- Written problem -
Can you transcribe every one of the lines below, character for character with nothing altered?

- Records for processing -
-----

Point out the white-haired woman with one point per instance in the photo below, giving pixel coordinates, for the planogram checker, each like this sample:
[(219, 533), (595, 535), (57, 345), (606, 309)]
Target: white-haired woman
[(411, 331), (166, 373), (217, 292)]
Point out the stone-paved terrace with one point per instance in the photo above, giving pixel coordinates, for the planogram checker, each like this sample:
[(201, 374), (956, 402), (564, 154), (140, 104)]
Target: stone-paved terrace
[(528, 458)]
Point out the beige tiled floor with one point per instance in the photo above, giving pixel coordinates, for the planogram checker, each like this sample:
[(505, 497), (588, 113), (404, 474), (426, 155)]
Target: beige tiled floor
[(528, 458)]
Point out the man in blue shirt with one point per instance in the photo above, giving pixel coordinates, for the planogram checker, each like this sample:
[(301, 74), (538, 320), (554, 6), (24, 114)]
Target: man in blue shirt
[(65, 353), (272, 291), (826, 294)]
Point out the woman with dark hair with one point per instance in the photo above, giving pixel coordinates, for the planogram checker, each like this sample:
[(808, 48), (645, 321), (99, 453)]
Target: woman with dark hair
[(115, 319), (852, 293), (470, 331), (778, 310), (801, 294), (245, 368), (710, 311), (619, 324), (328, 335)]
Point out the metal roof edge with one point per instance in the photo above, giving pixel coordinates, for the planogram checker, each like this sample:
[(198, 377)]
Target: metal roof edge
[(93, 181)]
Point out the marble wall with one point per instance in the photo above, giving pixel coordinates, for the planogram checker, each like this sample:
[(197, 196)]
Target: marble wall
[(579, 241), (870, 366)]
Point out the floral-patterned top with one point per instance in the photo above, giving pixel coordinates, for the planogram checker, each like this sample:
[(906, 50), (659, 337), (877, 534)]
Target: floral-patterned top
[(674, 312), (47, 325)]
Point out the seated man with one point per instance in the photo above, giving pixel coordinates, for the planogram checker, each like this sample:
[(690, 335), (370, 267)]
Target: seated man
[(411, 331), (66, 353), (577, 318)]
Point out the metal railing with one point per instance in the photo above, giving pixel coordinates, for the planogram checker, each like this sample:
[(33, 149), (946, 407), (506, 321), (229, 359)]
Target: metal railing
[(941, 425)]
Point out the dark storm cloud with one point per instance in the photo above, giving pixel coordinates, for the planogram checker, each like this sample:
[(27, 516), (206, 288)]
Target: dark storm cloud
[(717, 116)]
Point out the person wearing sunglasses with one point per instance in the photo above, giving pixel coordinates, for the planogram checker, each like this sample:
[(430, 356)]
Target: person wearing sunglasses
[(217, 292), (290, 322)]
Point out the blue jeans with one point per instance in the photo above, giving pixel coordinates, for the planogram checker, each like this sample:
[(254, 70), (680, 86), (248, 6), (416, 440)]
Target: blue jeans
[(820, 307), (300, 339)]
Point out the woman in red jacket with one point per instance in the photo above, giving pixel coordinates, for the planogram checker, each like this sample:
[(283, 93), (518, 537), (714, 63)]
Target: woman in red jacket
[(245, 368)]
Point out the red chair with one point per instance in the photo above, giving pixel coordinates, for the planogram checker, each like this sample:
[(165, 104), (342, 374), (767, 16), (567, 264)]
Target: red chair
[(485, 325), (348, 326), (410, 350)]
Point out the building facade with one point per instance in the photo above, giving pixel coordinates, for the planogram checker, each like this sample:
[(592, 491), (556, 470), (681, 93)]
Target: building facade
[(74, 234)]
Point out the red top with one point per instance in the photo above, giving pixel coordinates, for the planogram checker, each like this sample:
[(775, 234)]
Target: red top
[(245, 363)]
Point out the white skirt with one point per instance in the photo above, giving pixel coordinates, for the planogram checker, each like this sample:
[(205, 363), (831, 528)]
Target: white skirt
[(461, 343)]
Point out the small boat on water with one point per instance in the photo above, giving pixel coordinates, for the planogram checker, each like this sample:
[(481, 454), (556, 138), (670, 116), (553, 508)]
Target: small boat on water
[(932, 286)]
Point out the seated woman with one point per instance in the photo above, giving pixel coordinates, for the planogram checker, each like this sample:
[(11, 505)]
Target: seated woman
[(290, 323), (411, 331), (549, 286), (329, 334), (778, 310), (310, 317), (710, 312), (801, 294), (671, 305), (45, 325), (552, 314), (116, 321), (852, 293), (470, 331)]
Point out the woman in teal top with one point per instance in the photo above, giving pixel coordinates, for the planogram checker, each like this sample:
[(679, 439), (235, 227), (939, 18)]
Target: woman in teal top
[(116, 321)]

-----

- Solution to this problem -
Point out the white-haired woman with one point per instance in the photo below, giving pixel coordinates, for the planogram checker, each like this sample:
[(219, 533), (595, 535), (57, 345), (606, 309)]
Target: white-haired woman
[(411, 331), (166, 373), (217, 292)]
Point out the stone-paved terrace with one point per instance in the photo above, giving pixel coordinates, for the planogram checker, each like this sample:
[(201, 374), (956, 402), (564, 154), (140, 104)]
Target: stone-paved terrace
[(528, 458)]
Point out the beige tiled floor with one point per instance in the photo above, giving pixel coordinates, for the planogram checker, each like this sample:
[(505, 497), (588, 113), (404, 474), (426, 155)]
Target: beige tiled floor
[(528, 458)]
Point out the man in blue shirt with one point per instance in the photo above, giving pixel coordinates, for the planogram checker, each like this sample:
[(301, 74), (538, 320), (554, 6), (24, 114)]
Target: man in blue shirt
[(65, 353), (272, 291), (826, 294)]
Point out the woman with dark hair with one point per instance in the photo above, giving pixel coordinates, for the planogram checker, each like this sample:
[(808, 48), (645, 321), (99, 453)]
Target: woman with dark hair
[(115, 319), (852, 293), (470, 331), (778, 310), (801, 294), (245, 368), (710, 311), (619, 324), (328, 335)]
Point out the metal roof edge with one point per instance in the photo above, giving pixel coordinates, for the planogram checker, each like this sample:
[(198, 377)]
Target: metal roof edge
[(93, 181)]
Point out the marble wall with one point per instance in the photo above, giving pixel coordinates, for the planogram checker, each like this sample:
[(197, 196)]
Target: marble wall
[(579, 241), (870, 366)]
Point out the floral-patterned top with one point per instance in the photo above, giving pixel coordinates, for the planogram checker, each like this sample:
[(906, 50), (659, 337), (877, 534)]
Target: floral-patterned top
[(674, 312), (47, 325)]
Point out the seated man with one point per instance in the photo above, giving pixel coordinates, for the planogram checker, each like this sample:
[(690, 335), (370, 267)]
Target: seated man
[(411, 331), (66, 353), (577, 318)]
Point out the metal railing with one point per instance in the photo above, giving pixel coordinates, for the planogram checker, each like this sample:
[(33, 149), (946, 407), (506, 321), (229, 359)]
Target: metal railing
[(941, 425)]
Point out the dark storm cloud with one point per instance in the photo above, giving pixel coordinates, for the planogram checker, each like this sample:
[(27, 516), (206, 288)]
Target: dark storm cloud
[(717, 116)]
Point out the person wearing sunglasses with one point per instance in the photo above, giving pixel coordinates, for the planogram checker, each like this sample:
[(430, 356)]
Target: person wearing sunglasses
[(217, 292), (290, 322)]
Point out the blue jeans with one point per instance in the photo above, giving pixel coordinates, for the planogram checker, each like this sample:
[(254, 70), (680, 86), (248, 6), (416, 440)]
Target: blue jeans
[(820, 307), (300, 339)]
Point out the woman in red jacket with one point per instance in the photo above, giving pixel coordinates, for the planogram checker, each like this sample:
[(283, 93), (518, 537), (714, 63)]
Target: woman in red jacket
[(245, 368)]
Point out the red chair with one point per instance in the photo above, giving pixel coordinates, for the planogram checker, each like this sample:
[(165, 104), (342, 374), (767, 16), (567, 264)]
Target: red chair
[(485, 325), (348, 326), (410, 350)]
Point out the building facade with one point per instance in the photo above, giving pixel coordinates, for the planogram checker, each like this sample:
[(592, 491), (556, 470), (681, 93)]
Target: building facade
[(74, 234)]
Point out the red top with one point per instance in the photo above, giving pixel coordinates, for the planogram checker, each like this sample:
[(775, 234)]
Target: red top
[(245, 363)]
Point out the white skirt with one point per instance in the photo above, giving pixel coordinates, for the planogram checker, each like this sample:
[(205, 363), (831, 528)]
Target: white skirt
[(461, 343)]
Point out the small boat on water with one point per instance in the photo above, giving pixel coordinates, for the planogram checker, each like this sample:
[(481, 454), (556, 138), (670, 116), (553, 508)]
Target: small boat on water
[(932, 286)]
Point out the seated woman with one point per instance in the photo above, giving pixel coordinates, for the planogram checker, each like this sample:
[(11, 505)]
Target: seated woman
[(290, 323), (411, 331), (549, 286), (329, 334), (778, 310), (310, 317), (710, 312), (801, 294), (671, 305), (45, 325), (552, 314), (116, 321), (852, 293), (470, 331)]
Point out the woman in teal top with one point per instance in the photo above, giving pixel coordinates, for the planogram checker, each like this sample:
[(679, 439), (235, 227), (939, 18)]
Target: woman in teal top
[(116, 321)]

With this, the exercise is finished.